Point labeling dataset excerpts:
+===+
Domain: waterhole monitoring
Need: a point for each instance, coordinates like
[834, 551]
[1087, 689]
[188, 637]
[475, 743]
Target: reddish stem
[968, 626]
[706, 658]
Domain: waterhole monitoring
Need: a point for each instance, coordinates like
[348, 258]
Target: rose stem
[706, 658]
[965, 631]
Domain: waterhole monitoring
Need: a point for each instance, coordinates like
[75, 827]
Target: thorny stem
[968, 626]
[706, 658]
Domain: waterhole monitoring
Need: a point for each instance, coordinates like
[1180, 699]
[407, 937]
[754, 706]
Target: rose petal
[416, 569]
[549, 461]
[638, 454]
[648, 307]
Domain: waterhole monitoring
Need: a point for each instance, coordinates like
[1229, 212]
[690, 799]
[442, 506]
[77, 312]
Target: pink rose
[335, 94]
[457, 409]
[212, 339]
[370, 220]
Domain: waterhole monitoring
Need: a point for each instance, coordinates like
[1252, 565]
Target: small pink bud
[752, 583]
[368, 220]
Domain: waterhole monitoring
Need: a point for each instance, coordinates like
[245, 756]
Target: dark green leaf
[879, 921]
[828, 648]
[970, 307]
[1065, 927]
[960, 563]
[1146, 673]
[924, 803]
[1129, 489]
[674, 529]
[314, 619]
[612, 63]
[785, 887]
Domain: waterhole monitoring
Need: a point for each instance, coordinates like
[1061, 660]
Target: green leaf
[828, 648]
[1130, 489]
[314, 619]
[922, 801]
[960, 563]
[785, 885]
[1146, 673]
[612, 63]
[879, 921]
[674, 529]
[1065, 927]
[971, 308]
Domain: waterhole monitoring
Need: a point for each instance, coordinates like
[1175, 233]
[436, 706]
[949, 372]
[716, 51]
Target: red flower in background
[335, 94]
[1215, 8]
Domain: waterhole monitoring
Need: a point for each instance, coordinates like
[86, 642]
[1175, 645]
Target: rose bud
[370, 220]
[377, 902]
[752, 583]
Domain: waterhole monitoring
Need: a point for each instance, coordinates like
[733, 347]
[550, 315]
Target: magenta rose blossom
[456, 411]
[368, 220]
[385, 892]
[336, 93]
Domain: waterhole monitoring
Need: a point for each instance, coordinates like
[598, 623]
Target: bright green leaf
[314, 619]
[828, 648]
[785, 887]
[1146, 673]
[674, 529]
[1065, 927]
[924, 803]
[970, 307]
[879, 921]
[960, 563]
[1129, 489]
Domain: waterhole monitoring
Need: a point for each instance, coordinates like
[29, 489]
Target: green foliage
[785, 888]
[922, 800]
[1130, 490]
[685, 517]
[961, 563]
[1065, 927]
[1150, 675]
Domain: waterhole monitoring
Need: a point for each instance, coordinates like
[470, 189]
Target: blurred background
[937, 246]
+===+
● Stated exercise: Write out all of the records once more, exactly.

● Expected answer:
Domain: waterhole monitoring
Need: a point for each instance, coordinates like
[834, 551]
[1087, 689]
[188, 637]
[475, 743]
Target: reddish stem
[968, 626]
[706, 658]
Domain: waterhole monitoring
Need: a point for each instance, coordinates like
[348, 258]
Target: rose stem
[706, 658]
[965, 631]
Domain: waterhole monitoring
Need: a point for each instance, coordinates like
[75, 827]
Target: thorny stem
[968, 626]
[706, 658]
Domain: waterhole monitoring
Need: a point for each instance, coordinates like
[1180, 699]
[407, 937]
[754, 706]
Target: rose petal
[416, 569]
[549, 461]
[638, 454]
[648, 307]
Domain: waterhole monitoring
Need: a point for each instance, coordinates like
[1229, 212]
[690, 799]
[442, 506]
[77, 312]
Target: pink rose
[335, 94]
[457, 409]
[212, 339]
[370, 220]
Domain: waterhole monitoring
Need: a point for each instance, coordinates like
[1252, 565]
Target: small pink bud
[752, 583]
[368, 220]
Domain: waterhole monitoring
Need: a point for each instance, coordinates like
[245, 756]
Target: dark green leaf
[879, 921]
[828, 648]
[970, 307]
[1065, 927]
[960, 563]
[1146, 673]
[924, 803]
[1129, 489]
[674, 529]
[314, 619]
[612, 63]
[785, 887]
Domain: waterhole monitoring
Need: a point for each instance, coordinates like
[1061, 660]
Target: green leaf
[828, 648]
[1130, 489]
[314, 619]
[922, 801]
[960, 563]
[785, 885]
[1146, 673]
[612, 63]
[879, 921]
[674, 529]
[1065, 927]
[971, 308]
Domain: waterhole monitoring
Need: a point for each instance, coordinates like
[1175, 233]
[436, 706]
[949, 372]
[716, 51]
Target: red flower in background
[335, 94]
[1215, 8]
Domain: waterhole monitoring
Need: a point for each instance, coordinates like
[86, 642]
[1175, 645]
Target: rose bud
[370, 220]
[377, 902]
[752, 583]
Domain: waterhole monitoring
Need: a point for each instance, coordinates like
[733, 347]
[550, 315]
Target: magenta rose blossom
[456, 411]
[368, 220]
[385, 892]
[336, 93]
Domain: waterhole monitoring
Need: a point for each instance, coordinates like
[598, 623]
Target: bright green leaf
[314, 619]
[828, 648]
[785, 887]
[1146, 673]
[674, 529]
[1065, 927]
[924, 803]
[970, 307]
[879, 921]
[960, 563]
[1129, 489]
Domain: waterhole monitoring
Need: a point for each instance, coordinates like
[29, 489]
Target: green foliage
[785, 888]
[922, 800]
[1130, 490]
[685, 517]
[961, 563]
[1065, 927]
[1150, 675]
Domain: waterhole monitoring
Need: a point for each instance, coordinates like
[470, 189]
Target: blurred background
[937, 246]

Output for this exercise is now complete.